## Written problem 1:
Quote the forum thread on becoming a member word for word, starting at "Hi how do I" and ending at "(Apr 23, 2013)".

## Passage:
# How to become a member



## sunnyfq320 (Jan 29, 2014)

Hi how do I become a member so I can post in for sale section ect... As I've just posted wheels for sale but has now been deleted.

Thanks


----------



## Silver R (Apr 23, 2013)

How many posts do you have?


----------



## sunnyfq320 (Jan 29, 2014)

Not many had a msg from one of the guys saying I need 50 post which I'm no where near that. Is there no way to become a paid member like the MLR Forum which I'm on

Thanks


----------



## evogeof (Aug 3, 2014)

I can vouch for sunny he's a good lad just don't go to rotterdam with him :chuckle:


----------



## sunnyfq320 (Jan 29, 2014)

Lol get your car ready for next year we will go again


----------



## CT17 (Mar 25, 2011)

sunnyfq320 said:


> Not many had a msg from one of the guys saying I need 50 post which I'm no where near that. Is there no way to become a paid member like the MLR Forum which I'm on
> 
> Thanks


The paid membership is to the GTROC, but the forum is the GTR register.
They aren't the same thing, but enjoy a relationship.

So you can't buy your way into a selling position.


----------



## evogeof (Aug 3, 2014)

sunnyfq320 said:


> Lol get your car ready for next year we will go again


Are you taking the urine you know I ain't got one yet :chuckle:
You going this year?? Ide do it different if I went again Prob go a day earlier and stop a day later and maybe a hotel in rotterdam not in the middle of no where


----------



## sunnyfq320 (Jan 29, 2014)

You'll have one soon buddy. Not going this year plus i cant win all the trophies will let others have a chance lol. Will be back next year....


----------



## evogeof (Aug 3, 2014)

sunnyfq320 said:


> You'll have one soon buddy. Not going this year plus i cant win all the trophies will let others have a chance lol. Will be back next year....


Plus that plastic cars going this year on a trailer :chuckle:


----------



## sunnyfq320 (Jan 29, 2014)

## Written problem 2:
Count the lines in the records below that contain the word "flower". Give only the number.

## Provided material:
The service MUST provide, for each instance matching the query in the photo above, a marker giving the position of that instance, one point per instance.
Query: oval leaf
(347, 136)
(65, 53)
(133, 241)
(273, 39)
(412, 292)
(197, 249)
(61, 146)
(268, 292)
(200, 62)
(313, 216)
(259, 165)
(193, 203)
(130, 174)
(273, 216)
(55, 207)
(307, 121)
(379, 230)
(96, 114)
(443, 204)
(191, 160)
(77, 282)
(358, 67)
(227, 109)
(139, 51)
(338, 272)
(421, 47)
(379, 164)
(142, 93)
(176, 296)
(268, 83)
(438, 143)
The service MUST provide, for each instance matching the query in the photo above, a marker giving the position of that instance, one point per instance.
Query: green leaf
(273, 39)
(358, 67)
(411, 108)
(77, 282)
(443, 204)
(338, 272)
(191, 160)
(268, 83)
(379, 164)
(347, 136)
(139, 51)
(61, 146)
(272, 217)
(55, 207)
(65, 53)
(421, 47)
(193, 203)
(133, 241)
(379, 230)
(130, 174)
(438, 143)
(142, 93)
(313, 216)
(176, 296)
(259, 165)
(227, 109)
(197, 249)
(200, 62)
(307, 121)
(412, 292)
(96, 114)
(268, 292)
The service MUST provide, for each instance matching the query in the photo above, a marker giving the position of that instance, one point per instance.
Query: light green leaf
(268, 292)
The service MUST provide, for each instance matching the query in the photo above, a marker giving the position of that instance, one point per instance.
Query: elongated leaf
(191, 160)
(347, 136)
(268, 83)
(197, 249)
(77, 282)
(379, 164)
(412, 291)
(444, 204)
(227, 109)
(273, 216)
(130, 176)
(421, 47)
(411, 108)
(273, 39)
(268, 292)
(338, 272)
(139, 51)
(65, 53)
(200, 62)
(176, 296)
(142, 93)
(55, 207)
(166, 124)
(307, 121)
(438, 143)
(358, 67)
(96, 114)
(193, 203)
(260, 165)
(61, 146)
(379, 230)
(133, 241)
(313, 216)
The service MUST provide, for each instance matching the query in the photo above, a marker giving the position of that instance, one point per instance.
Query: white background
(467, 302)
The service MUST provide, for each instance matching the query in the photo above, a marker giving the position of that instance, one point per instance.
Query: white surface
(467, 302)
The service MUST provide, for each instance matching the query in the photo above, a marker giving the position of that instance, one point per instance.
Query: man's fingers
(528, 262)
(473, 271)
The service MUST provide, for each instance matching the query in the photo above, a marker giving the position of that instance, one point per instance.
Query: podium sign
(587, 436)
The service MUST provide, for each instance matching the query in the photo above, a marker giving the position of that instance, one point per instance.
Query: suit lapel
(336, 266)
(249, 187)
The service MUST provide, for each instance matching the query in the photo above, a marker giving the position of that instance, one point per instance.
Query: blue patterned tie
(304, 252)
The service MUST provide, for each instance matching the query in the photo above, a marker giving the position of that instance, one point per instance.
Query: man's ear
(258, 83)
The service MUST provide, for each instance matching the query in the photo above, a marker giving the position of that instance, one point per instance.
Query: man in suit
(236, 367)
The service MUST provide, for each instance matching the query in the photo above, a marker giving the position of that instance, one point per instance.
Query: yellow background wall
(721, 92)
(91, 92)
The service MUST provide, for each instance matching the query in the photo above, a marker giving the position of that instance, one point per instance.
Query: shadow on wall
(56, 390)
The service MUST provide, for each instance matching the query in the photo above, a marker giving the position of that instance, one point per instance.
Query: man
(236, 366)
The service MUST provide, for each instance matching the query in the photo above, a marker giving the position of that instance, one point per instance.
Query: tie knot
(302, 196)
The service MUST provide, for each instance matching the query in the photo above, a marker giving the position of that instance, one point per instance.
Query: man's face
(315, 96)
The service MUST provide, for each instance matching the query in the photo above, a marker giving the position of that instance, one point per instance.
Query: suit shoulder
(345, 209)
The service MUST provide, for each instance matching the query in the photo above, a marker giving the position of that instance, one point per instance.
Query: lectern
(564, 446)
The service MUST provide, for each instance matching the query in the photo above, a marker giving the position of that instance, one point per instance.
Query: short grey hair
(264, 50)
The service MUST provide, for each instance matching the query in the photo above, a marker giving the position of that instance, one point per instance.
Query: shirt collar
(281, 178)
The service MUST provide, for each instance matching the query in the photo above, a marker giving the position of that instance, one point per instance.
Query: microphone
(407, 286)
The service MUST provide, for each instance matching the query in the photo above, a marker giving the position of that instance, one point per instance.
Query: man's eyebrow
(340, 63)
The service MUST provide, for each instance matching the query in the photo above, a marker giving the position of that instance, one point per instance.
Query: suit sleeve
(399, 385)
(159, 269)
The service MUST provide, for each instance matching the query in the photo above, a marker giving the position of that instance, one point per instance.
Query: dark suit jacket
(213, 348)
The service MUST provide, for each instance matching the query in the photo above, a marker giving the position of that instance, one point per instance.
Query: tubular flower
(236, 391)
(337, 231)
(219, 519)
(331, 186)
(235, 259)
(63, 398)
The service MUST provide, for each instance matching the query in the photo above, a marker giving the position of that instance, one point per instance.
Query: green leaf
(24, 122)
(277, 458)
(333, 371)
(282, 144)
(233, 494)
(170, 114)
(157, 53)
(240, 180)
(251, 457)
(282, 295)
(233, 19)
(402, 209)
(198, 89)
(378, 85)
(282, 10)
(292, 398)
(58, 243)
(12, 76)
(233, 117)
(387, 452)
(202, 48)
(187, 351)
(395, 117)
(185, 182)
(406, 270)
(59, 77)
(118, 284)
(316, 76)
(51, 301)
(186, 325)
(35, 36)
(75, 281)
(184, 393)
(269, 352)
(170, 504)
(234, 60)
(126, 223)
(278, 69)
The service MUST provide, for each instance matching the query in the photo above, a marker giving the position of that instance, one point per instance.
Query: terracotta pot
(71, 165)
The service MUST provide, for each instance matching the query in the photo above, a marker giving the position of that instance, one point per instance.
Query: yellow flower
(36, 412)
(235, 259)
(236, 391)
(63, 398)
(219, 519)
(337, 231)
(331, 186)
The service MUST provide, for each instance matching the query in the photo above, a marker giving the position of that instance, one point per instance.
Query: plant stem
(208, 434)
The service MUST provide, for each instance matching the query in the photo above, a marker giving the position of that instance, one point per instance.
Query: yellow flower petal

## Written solution 1:
Hi how do I become a member so I can post in for sale section ect... As I've just posted wheels for sale but has now been deleted.

Thanks


----------



## Silver R (Apr 23, 2013)

## Written solution 2:
3